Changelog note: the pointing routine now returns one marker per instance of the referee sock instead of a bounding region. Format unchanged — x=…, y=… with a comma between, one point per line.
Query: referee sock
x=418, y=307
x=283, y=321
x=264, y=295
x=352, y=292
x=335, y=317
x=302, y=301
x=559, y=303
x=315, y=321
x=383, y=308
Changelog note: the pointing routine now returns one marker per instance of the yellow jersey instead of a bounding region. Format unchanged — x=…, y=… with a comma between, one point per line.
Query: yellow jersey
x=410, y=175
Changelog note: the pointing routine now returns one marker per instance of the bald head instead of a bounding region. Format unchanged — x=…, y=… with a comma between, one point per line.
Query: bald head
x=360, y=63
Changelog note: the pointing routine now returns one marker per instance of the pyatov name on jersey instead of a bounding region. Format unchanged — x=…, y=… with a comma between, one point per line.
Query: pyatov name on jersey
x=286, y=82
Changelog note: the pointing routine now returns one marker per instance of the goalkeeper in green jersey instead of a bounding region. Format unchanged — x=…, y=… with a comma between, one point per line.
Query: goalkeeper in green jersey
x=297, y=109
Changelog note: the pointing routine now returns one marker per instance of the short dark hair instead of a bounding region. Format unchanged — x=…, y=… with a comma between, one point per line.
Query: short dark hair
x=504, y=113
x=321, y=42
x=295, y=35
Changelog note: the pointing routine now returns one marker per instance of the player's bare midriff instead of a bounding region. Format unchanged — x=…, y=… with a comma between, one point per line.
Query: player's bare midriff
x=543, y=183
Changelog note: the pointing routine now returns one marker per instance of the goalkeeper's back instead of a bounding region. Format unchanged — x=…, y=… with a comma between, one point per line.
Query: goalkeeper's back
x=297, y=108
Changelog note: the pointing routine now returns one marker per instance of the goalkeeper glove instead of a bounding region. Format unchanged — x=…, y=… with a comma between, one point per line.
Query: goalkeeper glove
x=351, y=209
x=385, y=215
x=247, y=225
************
SHORT PROBLEM.
Exactly as written, please output every entry.

ANSWER FOR THIS EXERCISE.
Changelog note: the pointing routine now returns one marker per instance of the referee sock instead of a bounding region. Format unchanged — x=…, y=… with a comma between, one point per line.
Query: referee sock
x=418, y=307
x=283, y=321
x=264, y=295
x=352, y=292
x=335, y=317
x=302, y=301
x=559, y=303
x=315, y=321
x=383, y=308
Changelog note: the pointing routine now returns one marker per instance of the yellow jersey instead of a bounding region. Format unchanged — x=…, y=… with a comma between, one point per line.
Query: yellow jersey
x=410, y=175
Changelog note: the pointing routine now returns one marker per instance of the bald head instead of a bounding region. Format unchanged — x=…, y=… with a comma between, one point per line.
Query: bald head
x=360, y=63
Changelog note: the pointing routine now returns one marker per instance of the pyatov name on jersey instead of a bounding region. Format unchanged — x=…, y=… with a comma between, one point per line.
Query: pyatov name on jersey
x=286, y=82
Changelog note: the pointing routine now returns one marker per instance of the goalkeeper in green jersey instead of a bounding region. Format unchanged — x=…, y=… with a comma between, one point per line.
Query: goalkeeper in green jersey
x=297, y=109
Changelog note: the pointing routine now returns one marker per instance of the short dark hair instead of a bounding region. Format unchanged — x=…, y=… with a comma between, one point per line.
Query: short dark hair
x=504, y=113
x=321, y=42
x=295, y=35
Changelog note: the pointing routine now returns one marker per instance of the player's bare midriff instead of a bounding region. Format unchanged — x=…, y=… with a comma between, one point per line.
Query: player's bare midriff
x=543, y=183
Changelog note: the pointing routine now returns one marker per instance of the goalkeeper's back instead of a bounding region. Format unchanged — x=…, y=… with a comma between, one point per line.
Query: goalkeeper's back
x=297, y=108
Changelog note: the pointing routine now returns one marker per instance of the goalkeeper glove instead of a bounding region. Format unchanged — x=…, y=… with a comma between, one point per line.
Query: goalkeeper glove
x=351, y=209
x=385, y=215
x=247, y=225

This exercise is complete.